### What needs to be done
Pull out every line in the listing below that contains the word "image", and copy each one in full.

### Input

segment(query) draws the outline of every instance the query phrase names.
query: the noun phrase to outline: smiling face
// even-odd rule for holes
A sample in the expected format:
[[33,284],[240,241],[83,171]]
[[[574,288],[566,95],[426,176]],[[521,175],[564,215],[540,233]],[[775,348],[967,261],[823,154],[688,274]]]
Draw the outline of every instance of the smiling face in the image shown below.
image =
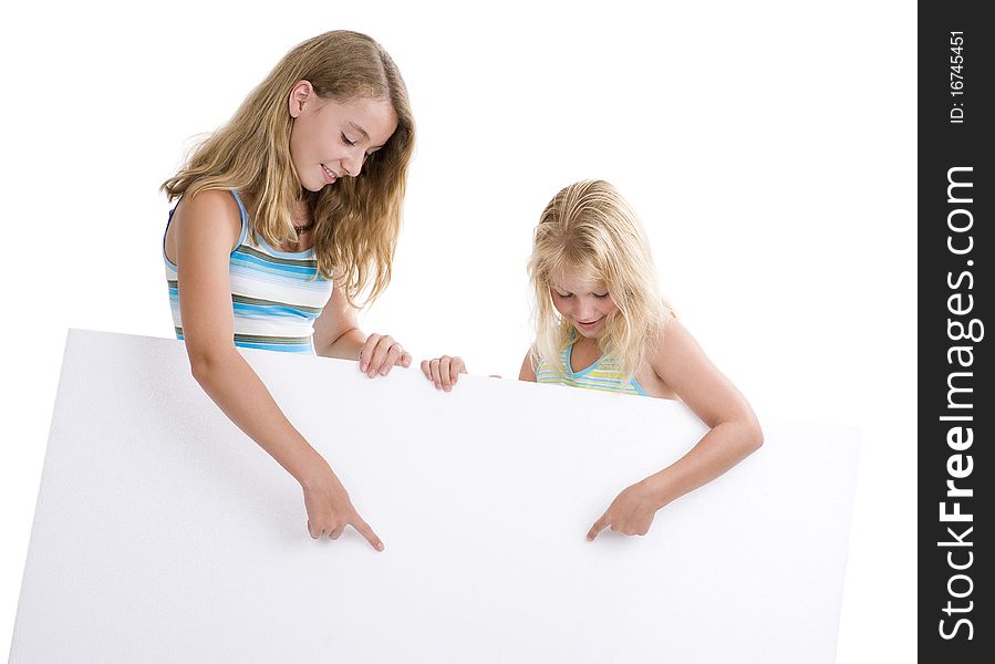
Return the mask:
[[300,81],[288,103],[293,117],[290,159],[309,191],[319,191],[340,177],[357,176],[366,157],[397,128],[397,113],[384,98],[321,98],[311,83]]
[[549,293],[560,315],[583,336],[598,338],[618,309],[603,282],[569,271],[550,279]]

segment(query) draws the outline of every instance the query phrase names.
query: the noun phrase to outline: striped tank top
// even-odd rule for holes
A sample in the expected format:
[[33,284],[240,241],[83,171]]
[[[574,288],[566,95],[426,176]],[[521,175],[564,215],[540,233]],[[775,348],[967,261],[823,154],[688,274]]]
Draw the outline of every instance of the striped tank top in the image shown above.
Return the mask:
[[552,367],[539,360],[539,366],[536,367],[536,382],[547,383],[550,385],[569,385],[570,387],[583,387],[585,390],[600,390],[602,392],[616,392],[622,394],[638,394],[640,396],[649,396],[646,391],[635,378],[625,381],[618,360],[601,355],[591,366],[573,371],[570,366],[571,355],[573,353],[573,344],[569,344],[560,351],[560,360],[563,362],[566,373],[558,374]]
[[[314,354],[314,319],[332,294],[332,282],[318,271],[314,249],[278,251],[261,237],[249,232],[249,215],[237,191],[241,231],[228,266],[231,276],[231,307],[235,313],[235,345],[287,353]],[[169,211],[169,219],[173,212]],[[166,230],[169,225],[166,225]],[[169,307],[176,338],[183,339],[179,317],[179,291],[176,266],[166,257],[163,236],[163,260],[169,284]]]

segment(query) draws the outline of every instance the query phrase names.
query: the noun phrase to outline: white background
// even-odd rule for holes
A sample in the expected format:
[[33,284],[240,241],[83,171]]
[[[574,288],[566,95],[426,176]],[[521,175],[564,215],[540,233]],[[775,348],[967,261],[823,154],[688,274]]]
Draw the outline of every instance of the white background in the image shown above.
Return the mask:
[[0,644],[66,330],[172,334],[158,185],[287,50],[346,28],[392,53],[418,128],[394,282],[365,329],[515,376],[530,230],[562,186],[612,181],[685,324],[761,422],[860,427],[838,661],[911,661],[914,6],[688,4],[8,11]]

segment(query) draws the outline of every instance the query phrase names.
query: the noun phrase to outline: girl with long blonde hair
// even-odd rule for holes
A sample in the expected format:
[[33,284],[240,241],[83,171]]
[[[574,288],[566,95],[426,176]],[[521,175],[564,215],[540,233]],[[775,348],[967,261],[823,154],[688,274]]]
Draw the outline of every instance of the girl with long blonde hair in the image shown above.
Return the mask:
[[[536,341],[519,380],[683,401],[709,430],[683,457],[622,490],[588,531],[645,535],[659,509],[718,477],[763,444],[746,398],[661,297],[645,231],[604,180],[560,190],[539,218],[528,263]],[[449,391],[460,357],[424,361]]]
[[290,424],[236,346],[407,366],[356,305],[391,280],[415,127],[407,90],[365,34],[302,42],[163,184],[176,335],[205,392],[301,485],[308,530],[346,526],[377,550],[328,461]]

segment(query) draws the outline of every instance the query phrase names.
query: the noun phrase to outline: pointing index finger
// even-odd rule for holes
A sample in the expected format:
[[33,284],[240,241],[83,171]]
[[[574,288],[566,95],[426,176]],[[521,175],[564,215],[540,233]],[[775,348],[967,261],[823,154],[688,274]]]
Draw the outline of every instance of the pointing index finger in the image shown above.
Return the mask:
[[355,521],[353,521],[352,527],[356,529],[356,531],[366,538],[366,541],[370,542],[370,546],[376,549],[377,551],[383,551],[383,542],[380,541],[380,538],[376,537],[376,533],[373,532],[373,529],[370,528],[370,523],[364,521],[361,517],[356,516]]
[[604,512],[603,515],[601,515],[600,519],[594,521],[594,525],[591,526],[591,529],[588,531],[588,541],[589,542],[594,541],[594,538],[598,537],[598,535],[602,530],[608,528],[609,523],[611,523],[611,521],[608,518],[608,512]]

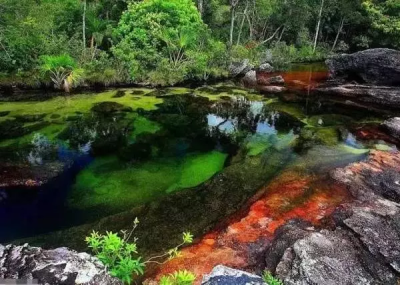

### Task answer
Draw the outline of every instance of the smiling face in the image shown below.
image =
Draw the outline of every instance of the striped tank top in the image shown above.
Draw the outline of every instance of the white background in the image shown above.
Draw the outline of every instance of the girl with long blonde hair in the image shown above.
Draw the outline of every instance of the pointing index finger in the image shown above.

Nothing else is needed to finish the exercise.